● **Instructions for the task**: Arrange the lines of the listing as a Markdown table, starting at the line that contains "the white sock" and ending at the line that contains "Query: white sock". Use the columns Row and Line, give each line a row number, and leave out any blank lines.

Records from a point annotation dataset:
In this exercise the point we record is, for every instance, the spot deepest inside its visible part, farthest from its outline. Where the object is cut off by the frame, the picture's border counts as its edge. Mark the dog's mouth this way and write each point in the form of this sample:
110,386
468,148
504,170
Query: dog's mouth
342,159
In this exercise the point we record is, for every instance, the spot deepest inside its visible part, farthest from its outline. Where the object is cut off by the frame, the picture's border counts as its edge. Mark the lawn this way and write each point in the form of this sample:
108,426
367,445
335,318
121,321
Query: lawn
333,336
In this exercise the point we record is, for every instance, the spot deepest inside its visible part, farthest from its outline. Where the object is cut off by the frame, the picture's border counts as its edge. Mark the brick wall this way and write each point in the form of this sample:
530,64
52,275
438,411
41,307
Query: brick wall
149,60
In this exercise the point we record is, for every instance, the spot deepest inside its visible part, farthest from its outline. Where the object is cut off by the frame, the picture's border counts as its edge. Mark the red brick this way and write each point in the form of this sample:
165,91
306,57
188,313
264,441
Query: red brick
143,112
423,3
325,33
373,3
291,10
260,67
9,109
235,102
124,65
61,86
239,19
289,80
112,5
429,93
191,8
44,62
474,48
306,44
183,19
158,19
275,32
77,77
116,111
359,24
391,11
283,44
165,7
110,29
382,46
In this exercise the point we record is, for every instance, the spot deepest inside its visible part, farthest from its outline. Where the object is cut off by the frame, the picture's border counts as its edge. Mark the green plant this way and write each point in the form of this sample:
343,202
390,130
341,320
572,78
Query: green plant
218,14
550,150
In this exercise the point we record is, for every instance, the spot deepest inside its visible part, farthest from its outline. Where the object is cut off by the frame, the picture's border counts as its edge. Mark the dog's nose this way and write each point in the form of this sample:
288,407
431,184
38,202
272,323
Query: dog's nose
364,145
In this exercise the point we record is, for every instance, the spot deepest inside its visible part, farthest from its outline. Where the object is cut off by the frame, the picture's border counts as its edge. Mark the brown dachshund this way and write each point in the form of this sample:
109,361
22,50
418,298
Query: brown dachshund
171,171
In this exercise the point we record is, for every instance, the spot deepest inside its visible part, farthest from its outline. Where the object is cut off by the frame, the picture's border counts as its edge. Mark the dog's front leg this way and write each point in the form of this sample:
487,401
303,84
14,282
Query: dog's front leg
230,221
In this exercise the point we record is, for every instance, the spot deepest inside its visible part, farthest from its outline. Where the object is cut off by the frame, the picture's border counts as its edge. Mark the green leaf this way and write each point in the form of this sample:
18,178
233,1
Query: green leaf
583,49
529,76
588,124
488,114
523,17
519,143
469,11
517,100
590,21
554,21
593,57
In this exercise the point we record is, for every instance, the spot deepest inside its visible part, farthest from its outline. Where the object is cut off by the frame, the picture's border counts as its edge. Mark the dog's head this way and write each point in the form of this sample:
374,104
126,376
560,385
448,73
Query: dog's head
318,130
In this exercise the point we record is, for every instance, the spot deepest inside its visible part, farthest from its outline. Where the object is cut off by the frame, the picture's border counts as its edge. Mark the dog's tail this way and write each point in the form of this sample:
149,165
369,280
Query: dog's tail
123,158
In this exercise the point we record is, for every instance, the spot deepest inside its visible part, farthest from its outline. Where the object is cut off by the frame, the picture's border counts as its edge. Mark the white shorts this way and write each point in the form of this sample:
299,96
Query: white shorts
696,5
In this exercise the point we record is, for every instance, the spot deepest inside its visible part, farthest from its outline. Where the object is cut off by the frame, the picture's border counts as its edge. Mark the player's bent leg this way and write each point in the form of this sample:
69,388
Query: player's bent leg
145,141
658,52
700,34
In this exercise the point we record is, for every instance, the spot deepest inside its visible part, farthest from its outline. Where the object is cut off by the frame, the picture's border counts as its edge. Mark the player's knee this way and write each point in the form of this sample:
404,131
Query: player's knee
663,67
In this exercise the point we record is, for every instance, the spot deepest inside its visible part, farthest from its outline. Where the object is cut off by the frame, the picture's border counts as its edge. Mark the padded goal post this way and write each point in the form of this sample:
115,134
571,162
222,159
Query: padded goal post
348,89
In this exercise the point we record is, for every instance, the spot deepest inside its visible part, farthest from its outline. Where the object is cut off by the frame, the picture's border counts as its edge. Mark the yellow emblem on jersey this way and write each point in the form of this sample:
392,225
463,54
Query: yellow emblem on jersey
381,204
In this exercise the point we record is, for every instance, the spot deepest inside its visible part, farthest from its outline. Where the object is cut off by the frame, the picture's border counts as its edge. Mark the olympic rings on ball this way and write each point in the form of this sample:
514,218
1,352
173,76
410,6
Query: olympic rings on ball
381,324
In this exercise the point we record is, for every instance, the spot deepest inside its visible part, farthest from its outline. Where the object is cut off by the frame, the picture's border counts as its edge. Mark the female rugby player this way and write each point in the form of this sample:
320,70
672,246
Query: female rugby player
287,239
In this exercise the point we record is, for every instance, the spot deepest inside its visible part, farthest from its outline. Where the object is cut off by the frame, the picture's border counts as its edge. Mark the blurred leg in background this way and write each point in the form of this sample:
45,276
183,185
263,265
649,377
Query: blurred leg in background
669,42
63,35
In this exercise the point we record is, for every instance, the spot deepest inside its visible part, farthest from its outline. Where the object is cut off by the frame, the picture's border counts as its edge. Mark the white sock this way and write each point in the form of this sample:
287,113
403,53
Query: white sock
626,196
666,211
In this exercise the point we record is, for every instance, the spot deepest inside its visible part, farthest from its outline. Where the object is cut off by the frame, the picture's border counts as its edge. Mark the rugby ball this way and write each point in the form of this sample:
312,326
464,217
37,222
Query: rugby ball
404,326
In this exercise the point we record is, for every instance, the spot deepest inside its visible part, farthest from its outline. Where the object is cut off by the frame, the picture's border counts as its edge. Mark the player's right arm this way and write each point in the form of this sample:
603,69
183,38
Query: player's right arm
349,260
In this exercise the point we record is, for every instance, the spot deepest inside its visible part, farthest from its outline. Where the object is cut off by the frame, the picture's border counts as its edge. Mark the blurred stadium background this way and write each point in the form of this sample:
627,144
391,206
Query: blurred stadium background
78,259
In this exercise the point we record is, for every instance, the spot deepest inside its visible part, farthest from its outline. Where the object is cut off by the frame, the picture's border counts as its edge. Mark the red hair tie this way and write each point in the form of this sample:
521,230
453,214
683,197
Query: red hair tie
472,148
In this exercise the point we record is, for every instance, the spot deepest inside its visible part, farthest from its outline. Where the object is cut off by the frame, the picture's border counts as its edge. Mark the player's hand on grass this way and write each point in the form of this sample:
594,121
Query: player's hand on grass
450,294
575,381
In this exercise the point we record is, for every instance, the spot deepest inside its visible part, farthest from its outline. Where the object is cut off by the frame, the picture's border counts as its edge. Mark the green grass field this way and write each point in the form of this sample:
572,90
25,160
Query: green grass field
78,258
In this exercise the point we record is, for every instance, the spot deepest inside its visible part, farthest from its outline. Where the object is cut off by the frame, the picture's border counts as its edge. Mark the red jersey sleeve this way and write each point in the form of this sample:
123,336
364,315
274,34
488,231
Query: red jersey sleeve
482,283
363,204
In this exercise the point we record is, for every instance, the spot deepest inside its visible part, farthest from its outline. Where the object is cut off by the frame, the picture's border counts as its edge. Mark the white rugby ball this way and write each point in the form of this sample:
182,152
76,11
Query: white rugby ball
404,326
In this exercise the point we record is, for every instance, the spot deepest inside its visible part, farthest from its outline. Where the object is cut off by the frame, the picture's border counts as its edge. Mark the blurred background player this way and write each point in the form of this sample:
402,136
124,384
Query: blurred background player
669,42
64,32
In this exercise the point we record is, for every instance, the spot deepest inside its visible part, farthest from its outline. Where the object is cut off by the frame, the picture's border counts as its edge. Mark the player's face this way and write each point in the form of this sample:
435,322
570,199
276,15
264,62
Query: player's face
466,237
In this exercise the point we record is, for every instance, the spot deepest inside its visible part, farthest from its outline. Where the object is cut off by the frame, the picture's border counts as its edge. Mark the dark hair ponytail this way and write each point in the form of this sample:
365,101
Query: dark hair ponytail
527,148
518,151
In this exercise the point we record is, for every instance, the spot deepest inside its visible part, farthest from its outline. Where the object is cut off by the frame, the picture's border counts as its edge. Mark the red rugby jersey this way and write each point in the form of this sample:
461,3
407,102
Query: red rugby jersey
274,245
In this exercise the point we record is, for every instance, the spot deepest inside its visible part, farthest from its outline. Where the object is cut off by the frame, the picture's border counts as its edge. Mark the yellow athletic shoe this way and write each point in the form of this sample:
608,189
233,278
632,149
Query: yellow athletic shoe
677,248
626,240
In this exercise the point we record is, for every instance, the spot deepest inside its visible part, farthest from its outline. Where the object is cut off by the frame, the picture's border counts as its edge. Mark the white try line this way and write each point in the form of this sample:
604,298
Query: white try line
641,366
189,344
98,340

● **Answer in full**:
| Row | Line |
|---|---|
| 1 | In this exercise the point we record is, for every instance, the spot deepest inside its visible part, farthest from its outline. Where the object is cut off by the frame, the picture's border counts as its edge. Mark the white sock this way and write each point in the form of this sample: |
| 2 | 287,113 |
| 3 | 403,53 |
| 4 | Query: white sock |